## Start Dataset records

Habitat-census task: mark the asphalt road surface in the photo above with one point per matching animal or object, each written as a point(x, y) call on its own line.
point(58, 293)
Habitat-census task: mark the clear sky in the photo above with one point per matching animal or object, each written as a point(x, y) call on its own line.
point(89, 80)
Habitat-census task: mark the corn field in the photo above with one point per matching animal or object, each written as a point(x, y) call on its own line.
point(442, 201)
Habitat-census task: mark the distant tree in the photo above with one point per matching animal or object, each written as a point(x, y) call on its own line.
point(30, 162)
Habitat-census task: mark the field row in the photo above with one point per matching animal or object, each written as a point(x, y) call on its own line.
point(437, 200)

## End Dataset records

- _Instructions to follow_: Repeat the lines above, swapping "Habitat-census task" for "Landscape-survey task" everywhere it appears and changing nothing else.

- _Task solution_:
Landscape-survey task: mark the asphalt road surface in the photo above with one point per matching animal or object, each written as a point(x, y) call on its own line.
point(58, 293)
Landscape-survey task: mark the clear sky in the photo above with one point per matching animal or object, each written as a point(x, y) call on its own line.
point(89, 80)
Landscape-survey task: mark the corn field in the photo above with one point per matching animal or object, each written as a point(x, y) call on its own line.
point(442, 201)
Landscape-survey task: mark the distant tree in the photo above with one point per matching animal or object, each written as a point(x, y) call on its own line.
point(30, 162)
Landscape-survey task: mark the field row in the photo above with one point per matching animal or object, each written as a point(x, y) call on its own line.
point(437, 200)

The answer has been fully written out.